**Instructions for the task**: Return every line of the entries below that contains the string "positive", matching case exactly.

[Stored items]
* * * * *

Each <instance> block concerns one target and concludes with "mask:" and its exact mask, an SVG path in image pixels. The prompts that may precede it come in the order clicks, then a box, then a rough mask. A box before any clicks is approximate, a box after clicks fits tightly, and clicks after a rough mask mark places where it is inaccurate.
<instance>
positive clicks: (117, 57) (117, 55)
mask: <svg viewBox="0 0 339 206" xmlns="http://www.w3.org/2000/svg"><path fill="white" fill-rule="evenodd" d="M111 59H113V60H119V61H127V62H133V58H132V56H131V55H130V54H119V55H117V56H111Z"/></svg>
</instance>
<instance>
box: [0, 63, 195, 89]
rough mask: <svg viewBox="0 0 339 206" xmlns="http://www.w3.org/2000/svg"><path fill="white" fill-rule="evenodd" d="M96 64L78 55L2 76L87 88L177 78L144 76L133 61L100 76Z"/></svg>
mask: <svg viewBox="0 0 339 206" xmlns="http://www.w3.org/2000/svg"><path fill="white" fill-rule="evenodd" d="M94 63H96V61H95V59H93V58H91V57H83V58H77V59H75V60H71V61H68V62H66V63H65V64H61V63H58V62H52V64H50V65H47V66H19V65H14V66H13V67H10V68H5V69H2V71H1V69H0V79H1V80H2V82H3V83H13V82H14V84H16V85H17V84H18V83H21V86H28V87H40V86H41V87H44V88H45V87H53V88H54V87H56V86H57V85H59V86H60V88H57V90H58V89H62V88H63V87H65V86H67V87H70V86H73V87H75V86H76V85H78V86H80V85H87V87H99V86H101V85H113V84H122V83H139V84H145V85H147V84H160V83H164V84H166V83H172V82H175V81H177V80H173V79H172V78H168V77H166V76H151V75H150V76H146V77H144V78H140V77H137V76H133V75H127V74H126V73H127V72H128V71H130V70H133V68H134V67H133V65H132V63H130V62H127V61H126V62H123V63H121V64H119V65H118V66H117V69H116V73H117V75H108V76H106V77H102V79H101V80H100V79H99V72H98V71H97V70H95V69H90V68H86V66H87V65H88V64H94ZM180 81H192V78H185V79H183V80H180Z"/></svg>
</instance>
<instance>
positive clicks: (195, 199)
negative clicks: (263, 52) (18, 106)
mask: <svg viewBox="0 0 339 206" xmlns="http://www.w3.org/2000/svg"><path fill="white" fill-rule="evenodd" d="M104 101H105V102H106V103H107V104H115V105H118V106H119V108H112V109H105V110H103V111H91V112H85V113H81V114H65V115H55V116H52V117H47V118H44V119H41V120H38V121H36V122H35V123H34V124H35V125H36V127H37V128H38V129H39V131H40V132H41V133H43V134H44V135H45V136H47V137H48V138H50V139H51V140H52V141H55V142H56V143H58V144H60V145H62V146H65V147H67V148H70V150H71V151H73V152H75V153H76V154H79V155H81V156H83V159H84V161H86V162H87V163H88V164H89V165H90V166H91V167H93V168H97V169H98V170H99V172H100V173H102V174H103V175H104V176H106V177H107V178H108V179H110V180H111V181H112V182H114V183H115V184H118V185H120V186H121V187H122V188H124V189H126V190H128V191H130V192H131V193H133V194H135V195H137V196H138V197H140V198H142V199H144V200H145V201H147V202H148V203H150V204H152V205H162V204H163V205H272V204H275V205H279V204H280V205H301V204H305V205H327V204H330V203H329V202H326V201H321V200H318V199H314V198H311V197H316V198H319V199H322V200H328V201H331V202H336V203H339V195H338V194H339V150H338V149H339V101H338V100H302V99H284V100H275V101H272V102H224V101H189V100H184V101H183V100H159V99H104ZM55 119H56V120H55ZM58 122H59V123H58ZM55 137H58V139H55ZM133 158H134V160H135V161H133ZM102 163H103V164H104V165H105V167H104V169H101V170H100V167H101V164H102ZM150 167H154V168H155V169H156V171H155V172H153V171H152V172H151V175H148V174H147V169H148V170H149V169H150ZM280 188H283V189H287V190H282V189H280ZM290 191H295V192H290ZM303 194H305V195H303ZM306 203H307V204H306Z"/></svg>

* * * * *

**Exercise answer**:
positive clicks: (117, 57) (117, 55)
positive clicks: (195, 199)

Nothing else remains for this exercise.